DATA IN THIS EXERCISE
__________

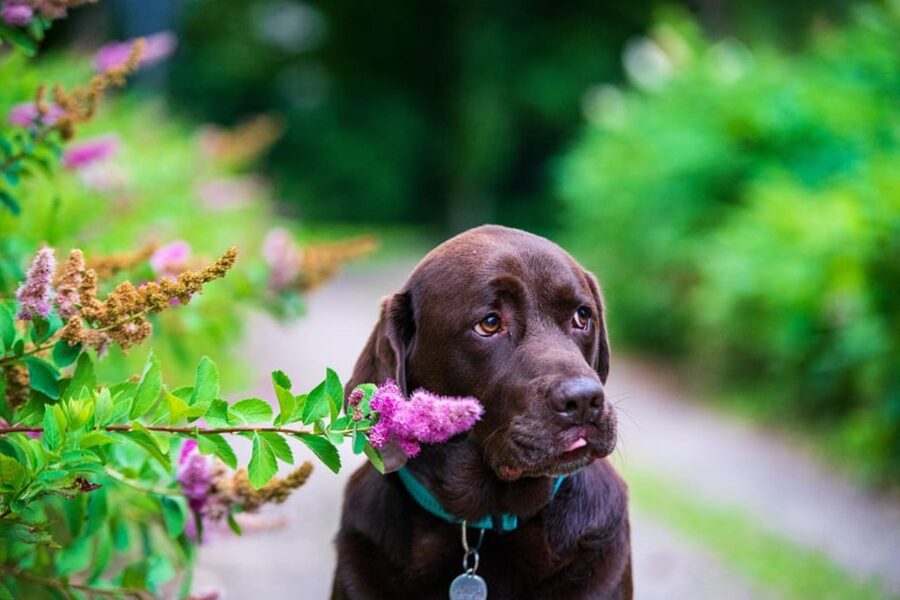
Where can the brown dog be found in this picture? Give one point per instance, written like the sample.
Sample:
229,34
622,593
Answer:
512,319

__________

Word for word, give the listing above again, but drop any pictures.

Where can the brown dog be found in this picture? Give one point per instance, written like the sample.
Sample:
229,34
622,593
Answer:
512,319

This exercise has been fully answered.